* _What to work on_
From the line with "the wooden plank" through the final line, transcribe the material below character for character; include no other lines.

**********

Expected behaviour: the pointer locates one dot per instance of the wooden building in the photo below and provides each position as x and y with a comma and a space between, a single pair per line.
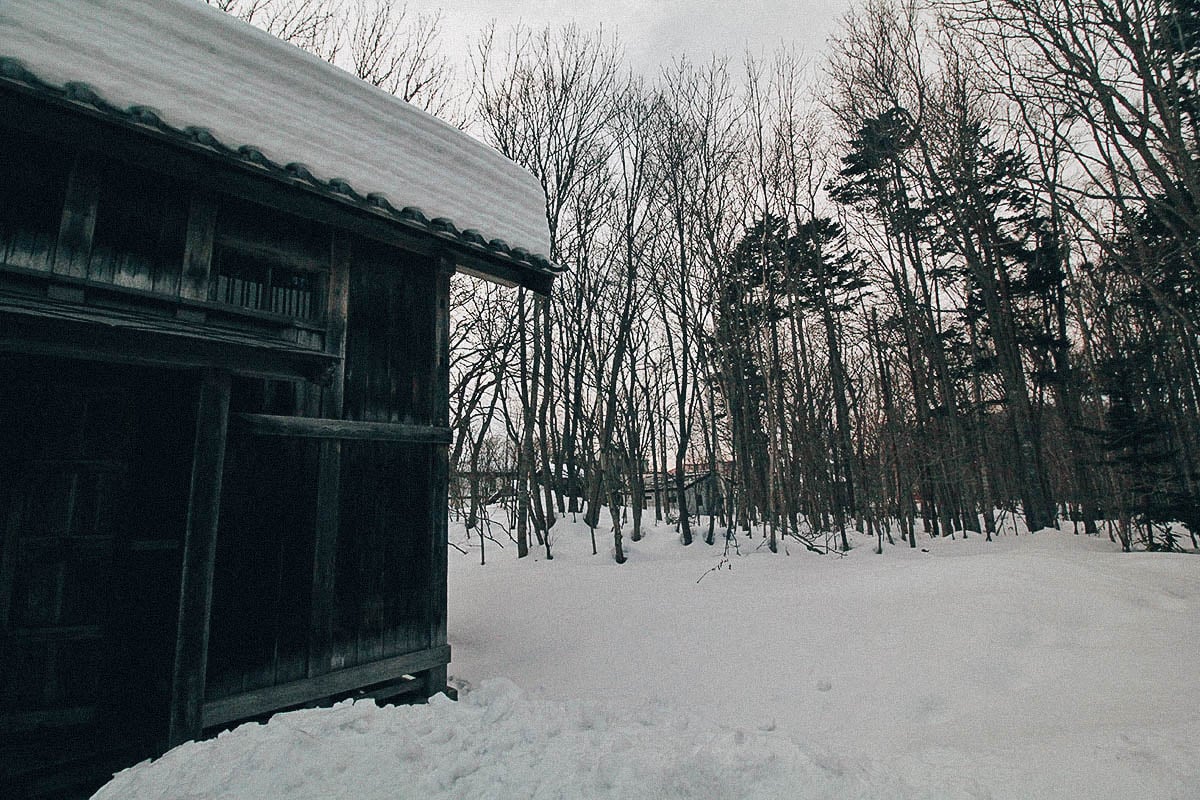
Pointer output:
223, 379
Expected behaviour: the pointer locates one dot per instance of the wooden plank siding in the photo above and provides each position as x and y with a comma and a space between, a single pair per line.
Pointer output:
199, 555
279, 366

**********

* _Finished answer_
Expected behaviour: the pointer locates one dot per instance of the wooden plank siding in the photo above and provides each position as x and y with a comma and a space between, a single pair per line.
Pointer output:
199, 555
279, 366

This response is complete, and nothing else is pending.